» Provided passage:
Thu, Jan 27, 2000 - Page 8 News List

Time for a rethink of the `one China' doctrine

By Allan Patience

With Macau now firmly under Beijing's control, predictions about Taiwan's future are intensifying. According to the Communist leadership, "renegade" Taiwan must soon be brought back into the Chinese fold. The curious thing is that Western opinion seems to be moving in a similar direction.

Many US and European obser-vers are speculating that, if the West really wants access to the fabulous markets that 1.3 billion Chinese entail, they may have to sacrifice Taiwan.

The sheer size of China's alleged emerging superpowerdom, in both economic and military terms, suggests that an accommodation with President Jiang Zemin (江澤民) and his comrades (and successors) is inevitable.

In the light of the Korean and Vietnam Wars, Western opinion was once firm on the principle of non-communist Taiwan's independence. But in 1972 the `one China' doctrine was announced by President Richard Nixon and Zhou Enlai (周恩來). The US moved subtly away from Taiwan, providing Beijing with military technology, intelligence and propaganda support for its anti-Russian stance.

It quickly drew the Chinese regime into its Cold War strategy, placing intolerable economic pressure on the Soviet Union. The "China card" was played brilliantly -- especially by Henry Kissinger -- in helping to bring the Soviet dinosaur to its knees.

One historical orthodoxy has it that the Chinese state has always and will always be absolutist and dynastic. In this view, democracy is beyond Chinese political expectations. But Taiwan is a remarkable refutation of this thesis. In the past decade it has constructed one of the most viable democracies in the world, one in which human rights are constitutionally guaranteed -- all in the context of enviable economic growth.

Not only is Taiwan a refutation of the absolutism of the Chinese state, it also contradicts the "Asian values" assertion that Asian prosperity is only achievable through political authoritarianism. (South Korea, the Philippines, Japan and India also contradict the "Asian values" apology for authoritarianism.) Taiwan is unselfconsciously Confucian, energetically democratic and rich. Far more so, for example, than Singapore.

The unprincipled warming of the West towards Beijing rests on shaky assumptions about China's future. Can we complacently assume that China will continue to be a unified and stable state?

The radical reforms to the Chinese economy, initiated by Deng Xiaoping (鄧小平) in 1978, are beginning to have far-reaching and disruptive social consequences. The deregulation of state industries has resulted in increased unemployment and declining working conditions for millions of workers.

The political unrest this is stoking should not be under-

estimated. In some regions, rebellions have broken out as wages are cut and the old labor-intensive industries are ruthlessly restructured by an emerging class of private managers and owners.

Bedevilling the processes of economic reform is a rapid growth of corruption. Organized crime syndicates have moved into the prosperous economic zones. Growing inequalities, violence and crime are starting to emulate the anarcho-capitalism now eating into the very heart of the Russian economy.

The unrest associated with economic "reform" is being aggravated by the unregulated polluting of cities and countryside by irresponsible industrial development. We can expect environmental concerns to increase as more Chinese become aware of versions of industrialization that undermine public health -- as culpable Japanese authorities discovered in the wake of the "Minimata disease" crisis that followed the poisoning of fish with industrial mercury.

» What is expected: Reproduce everything in the opinion piece on the "one China" doctrine from "Many US and" down to "its anti-Russian stance.".

» Data records:
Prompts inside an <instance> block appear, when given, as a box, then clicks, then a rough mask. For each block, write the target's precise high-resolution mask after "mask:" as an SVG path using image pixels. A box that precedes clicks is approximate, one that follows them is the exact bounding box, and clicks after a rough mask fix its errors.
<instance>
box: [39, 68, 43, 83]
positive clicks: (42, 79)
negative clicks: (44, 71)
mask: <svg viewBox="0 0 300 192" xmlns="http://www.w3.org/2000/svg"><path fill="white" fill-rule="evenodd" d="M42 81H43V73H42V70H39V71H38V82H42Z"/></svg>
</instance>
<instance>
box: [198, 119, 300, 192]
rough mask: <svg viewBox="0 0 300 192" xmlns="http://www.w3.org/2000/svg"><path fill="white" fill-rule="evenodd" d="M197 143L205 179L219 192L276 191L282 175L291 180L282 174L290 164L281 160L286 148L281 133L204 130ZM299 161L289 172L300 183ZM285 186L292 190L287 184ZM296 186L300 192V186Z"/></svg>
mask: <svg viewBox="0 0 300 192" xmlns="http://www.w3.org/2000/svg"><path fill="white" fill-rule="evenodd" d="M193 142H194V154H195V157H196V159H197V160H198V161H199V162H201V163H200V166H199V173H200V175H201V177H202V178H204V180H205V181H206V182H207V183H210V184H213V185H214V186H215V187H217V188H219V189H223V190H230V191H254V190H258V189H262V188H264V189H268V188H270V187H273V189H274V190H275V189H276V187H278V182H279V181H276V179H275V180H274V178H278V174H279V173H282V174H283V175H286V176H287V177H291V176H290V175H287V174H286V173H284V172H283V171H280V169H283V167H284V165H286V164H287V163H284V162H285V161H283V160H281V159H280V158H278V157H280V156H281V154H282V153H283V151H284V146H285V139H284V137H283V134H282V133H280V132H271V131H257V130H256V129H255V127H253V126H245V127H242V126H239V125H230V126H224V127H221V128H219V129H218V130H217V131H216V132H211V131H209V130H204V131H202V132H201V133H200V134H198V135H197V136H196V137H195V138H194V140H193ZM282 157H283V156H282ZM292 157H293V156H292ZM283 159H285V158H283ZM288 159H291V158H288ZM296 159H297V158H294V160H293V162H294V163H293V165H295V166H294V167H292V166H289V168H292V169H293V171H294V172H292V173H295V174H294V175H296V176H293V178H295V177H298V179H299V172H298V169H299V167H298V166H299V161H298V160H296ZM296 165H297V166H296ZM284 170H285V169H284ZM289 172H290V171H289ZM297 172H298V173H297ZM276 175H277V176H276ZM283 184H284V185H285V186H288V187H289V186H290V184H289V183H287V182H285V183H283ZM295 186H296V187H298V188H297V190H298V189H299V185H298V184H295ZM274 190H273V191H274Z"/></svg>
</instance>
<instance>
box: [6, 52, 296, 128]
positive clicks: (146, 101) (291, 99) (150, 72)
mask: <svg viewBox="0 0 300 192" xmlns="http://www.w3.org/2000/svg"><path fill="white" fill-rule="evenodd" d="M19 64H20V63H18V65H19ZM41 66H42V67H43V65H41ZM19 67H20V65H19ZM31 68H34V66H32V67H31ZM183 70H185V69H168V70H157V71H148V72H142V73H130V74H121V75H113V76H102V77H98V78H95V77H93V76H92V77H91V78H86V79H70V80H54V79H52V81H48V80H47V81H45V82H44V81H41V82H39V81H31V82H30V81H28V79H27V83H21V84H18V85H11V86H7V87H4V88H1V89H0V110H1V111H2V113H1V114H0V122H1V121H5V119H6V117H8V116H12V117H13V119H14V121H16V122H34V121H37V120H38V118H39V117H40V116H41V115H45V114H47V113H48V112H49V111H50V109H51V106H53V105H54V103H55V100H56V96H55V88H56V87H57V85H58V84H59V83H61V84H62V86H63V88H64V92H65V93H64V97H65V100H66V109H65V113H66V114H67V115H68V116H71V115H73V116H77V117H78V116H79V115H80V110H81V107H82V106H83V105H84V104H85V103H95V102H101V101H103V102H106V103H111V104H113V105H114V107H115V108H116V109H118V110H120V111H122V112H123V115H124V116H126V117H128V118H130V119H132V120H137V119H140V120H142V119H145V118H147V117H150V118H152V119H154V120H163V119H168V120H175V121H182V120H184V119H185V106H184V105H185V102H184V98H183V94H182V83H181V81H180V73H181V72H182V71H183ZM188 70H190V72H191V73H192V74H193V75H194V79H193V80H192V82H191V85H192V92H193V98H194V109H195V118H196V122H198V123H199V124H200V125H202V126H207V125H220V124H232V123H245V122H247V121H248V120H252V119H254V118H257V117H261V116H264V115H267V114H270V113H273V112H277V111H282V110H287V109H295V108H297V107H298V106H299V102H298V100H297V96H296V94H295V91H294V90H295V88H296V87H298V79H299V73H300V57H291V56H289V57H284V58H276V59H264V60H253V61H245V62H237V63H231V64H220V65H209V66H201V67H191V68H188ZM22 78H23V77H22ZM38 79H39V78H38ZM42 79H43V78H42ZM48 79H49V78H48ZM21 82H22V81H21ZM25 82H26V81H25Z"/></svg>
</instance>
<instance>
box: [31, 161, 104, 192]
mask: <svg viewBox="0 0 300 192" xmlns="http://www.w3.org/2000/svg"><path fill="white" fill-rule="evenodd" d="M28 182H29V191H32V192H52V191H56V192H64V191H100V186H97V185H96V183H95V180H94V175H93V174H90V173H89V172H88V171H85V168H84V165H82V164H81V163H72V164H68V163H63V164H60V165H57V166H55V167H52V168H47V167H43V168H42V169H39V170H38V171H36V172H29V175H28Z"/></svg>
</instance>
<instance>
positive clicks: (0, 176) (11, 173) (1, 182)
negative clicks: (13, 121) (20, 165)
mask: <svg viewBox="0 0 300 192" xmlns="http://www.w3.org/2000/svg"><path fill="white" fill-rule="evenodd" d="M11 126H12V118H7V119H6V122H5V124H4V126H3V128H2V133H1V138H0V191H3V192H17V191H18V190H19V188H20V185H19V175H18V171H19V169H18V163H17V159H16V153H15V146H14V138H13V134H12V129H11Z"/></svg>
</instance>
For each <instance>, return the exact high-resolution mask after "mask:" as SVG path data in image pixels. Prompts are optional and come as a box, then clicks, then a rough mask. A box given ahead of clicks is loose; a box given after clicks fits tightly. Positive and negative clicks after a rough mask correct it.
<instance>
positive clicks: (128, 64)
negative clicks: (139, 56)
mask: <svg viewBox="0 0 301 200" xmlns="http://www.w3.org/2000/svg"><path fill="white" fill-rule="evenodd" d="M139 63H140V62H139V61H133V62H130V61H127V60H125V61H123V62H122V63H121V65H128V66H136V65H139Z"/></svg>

» Reply:
Many US and European obser-vers are speculating that, if the West really wants access to the fabulous markets that 1.3 billion Chinese entail, they may have to sacrifice Taiwan.

The sheer size of China's alleged emerging superpowerdom, in both economic and military terms, suggests that an accommodation with President Jiang Zemin (江澤民) and his comrades (and successors) is inevitable.

In the light of the Korean and Vietnam Wars, Western opinion was once firm on the principle of non-communist Taiwan's independence. But in 1972 the `one China' doctrine was announced by President Richard Nixon and Zhou Enlai (周恩來). The US moved subtly away from Taiwan, providing Beijing with military technology, intelligence and propaganda support for its anti-Russian stance.